• _Exercise details_
Pick out every line in the entries below that contains the string "trash", and copy each one in full. Match case exactly.
* Begin Items *
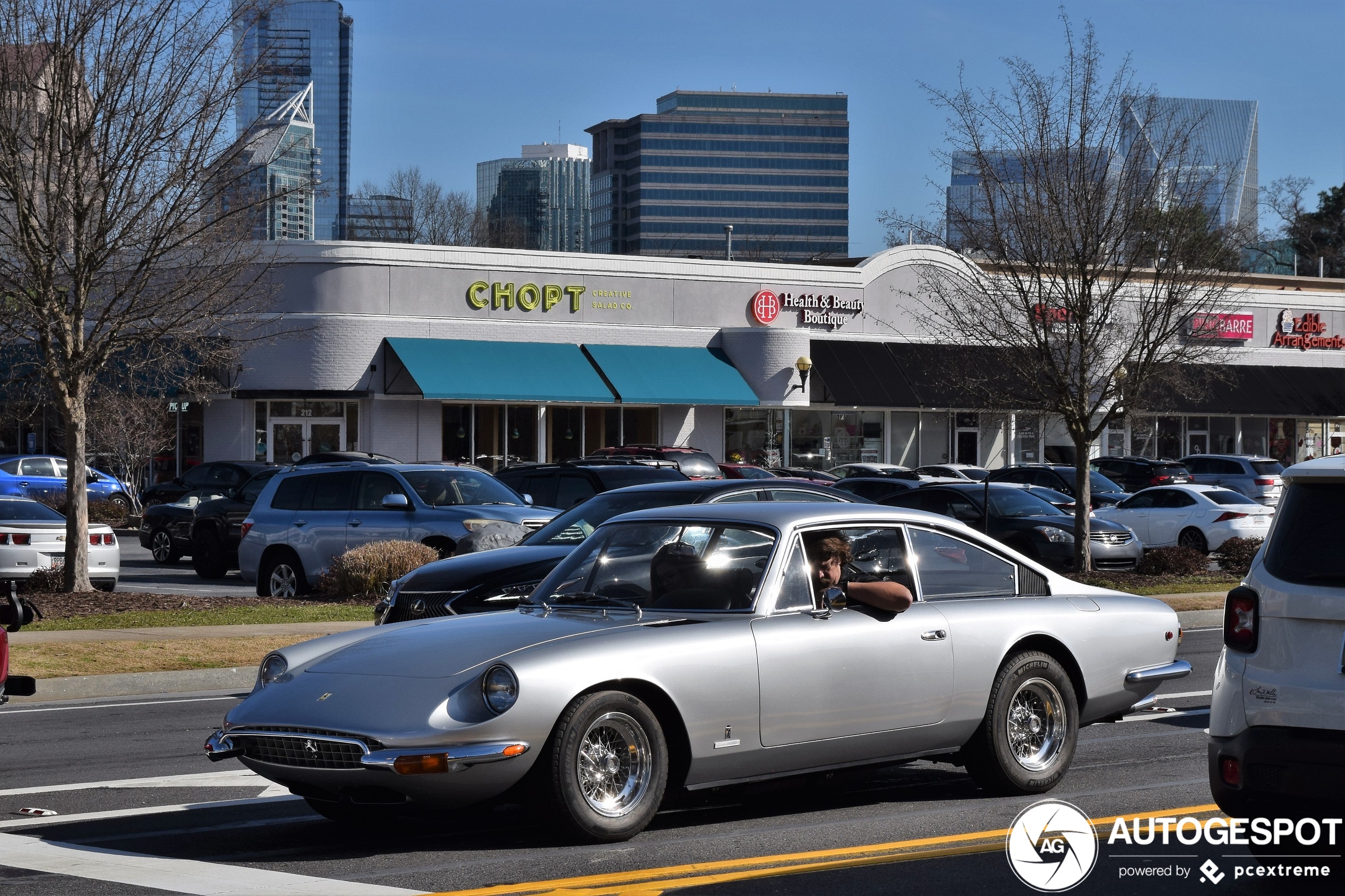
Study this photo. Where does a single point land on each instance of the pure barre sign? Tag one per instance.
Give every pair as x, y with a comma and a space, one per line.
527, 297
* End Items *
* Begin Items *
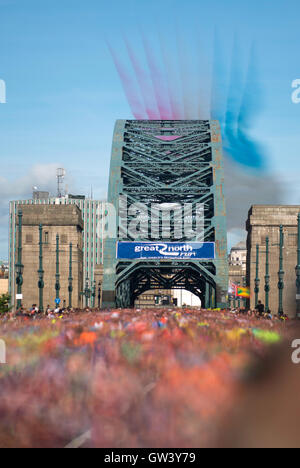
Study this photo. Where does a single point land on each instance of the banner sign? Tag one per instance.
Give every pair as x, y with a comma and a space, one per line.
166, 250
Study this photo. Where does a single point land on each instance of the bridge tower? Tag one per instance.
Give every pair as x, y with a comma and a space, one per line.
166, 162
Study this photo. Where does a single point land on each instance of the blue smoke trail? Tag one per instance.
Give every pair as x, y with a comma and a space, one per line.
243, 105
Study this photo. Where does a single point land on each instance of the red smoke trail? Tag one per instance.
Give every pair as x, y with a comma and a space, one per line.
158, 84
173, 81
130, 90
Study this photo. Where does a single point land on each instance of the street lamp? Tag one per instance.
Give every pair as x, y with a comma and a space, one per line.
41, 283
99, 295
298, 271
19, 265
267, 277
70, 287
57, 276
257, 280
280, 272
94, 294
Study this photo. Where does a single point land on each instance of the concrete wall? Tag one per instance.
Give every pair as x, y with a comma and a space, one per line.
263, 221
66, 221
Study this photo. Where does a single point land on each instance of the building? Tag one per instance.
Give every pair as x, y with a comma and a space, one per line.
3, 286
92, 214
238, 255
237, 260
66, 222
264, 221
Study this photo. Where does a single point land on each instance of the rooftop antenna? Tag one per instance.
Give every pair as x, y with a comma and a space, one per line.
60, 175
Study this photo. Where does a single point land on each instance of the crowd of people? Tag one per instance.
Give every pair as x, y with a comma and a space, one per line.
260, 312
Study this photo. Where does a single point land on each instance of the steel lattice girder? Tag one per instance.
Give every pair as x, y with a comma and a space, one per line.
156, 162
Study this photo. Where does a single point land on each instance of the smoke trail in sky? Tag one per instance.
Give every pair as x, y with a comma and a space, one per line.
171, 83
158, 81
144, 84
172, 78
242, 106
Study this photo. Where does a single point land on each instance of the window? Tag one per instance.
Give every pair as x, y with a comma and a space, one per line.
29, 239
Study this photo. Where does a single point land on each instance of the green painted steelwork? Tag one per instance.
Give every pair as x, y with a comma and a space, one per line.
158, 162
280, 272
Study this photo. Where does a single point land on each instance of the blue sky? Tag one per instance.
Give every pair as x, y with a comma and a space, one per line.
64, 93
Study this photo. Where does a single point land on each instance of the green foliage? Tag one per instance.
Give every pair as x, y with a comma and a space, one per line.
* End Items *
* Begin Items *
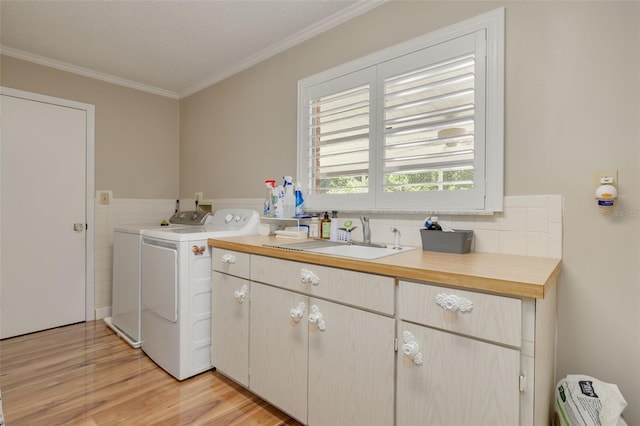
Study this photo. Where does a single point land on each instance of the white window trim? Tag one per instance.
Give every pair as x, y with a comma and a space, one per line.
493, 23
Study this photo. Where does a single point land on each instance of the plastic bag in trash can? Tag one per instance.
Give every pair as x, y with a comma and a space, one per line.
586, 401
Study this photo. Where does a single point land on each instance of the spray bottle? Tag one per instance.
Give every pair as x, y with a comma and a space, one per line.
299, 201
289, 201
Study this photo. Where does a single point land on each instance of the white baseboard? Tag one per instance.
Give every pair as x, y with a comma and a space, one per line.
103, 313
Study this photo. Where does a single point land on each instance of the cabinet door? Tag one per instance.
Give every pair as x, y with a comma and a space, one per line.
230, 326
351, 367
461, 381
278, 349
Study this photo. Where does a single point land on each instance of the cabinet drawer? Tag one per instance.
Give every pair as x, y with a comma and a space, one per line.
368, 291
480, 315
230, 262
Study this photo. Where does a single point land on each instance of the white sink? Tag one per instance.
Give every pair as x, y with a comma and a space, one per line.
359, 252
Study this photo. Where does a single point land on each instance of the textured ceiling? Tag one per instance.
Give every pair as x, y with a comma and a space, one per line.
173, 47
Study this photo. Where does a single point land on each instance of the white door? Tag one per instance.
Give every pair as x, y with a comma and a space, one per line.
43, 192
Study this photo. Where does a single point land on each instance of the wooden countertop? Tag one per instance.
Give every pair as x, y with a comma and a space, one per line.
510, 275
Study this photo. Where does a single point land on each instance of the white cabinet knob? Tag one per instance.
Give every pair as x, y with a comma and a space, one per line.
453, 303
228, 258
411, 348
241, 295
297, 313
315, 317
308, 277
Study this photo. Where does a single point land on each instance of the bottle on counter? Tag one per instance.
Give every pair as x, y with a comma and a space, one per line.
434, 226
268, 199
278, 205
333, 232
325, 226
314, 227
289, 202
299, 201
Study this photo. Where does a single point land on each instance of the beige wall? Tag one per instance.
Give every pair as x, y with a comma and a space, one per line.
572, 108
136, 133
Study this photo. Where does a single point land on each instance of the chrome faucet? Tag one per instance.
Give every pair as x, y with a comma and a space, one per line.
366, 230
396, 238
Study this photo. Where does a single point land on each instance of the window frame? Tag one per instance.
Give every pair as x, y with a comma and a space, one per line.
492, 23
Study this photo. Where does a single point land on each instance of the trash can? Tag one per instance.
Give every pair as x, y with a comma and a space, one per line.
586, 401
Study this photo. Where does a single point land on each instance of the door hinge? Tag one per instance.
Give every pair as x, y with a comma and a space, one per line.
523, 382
* End Items *
• _Reply_
Study this photo. Where does a single point land on each instance of the plastic bag in trash can? Tag one per instance.
Study this photo. Where does a single point land on each instance of the trash can? Tag one per instance.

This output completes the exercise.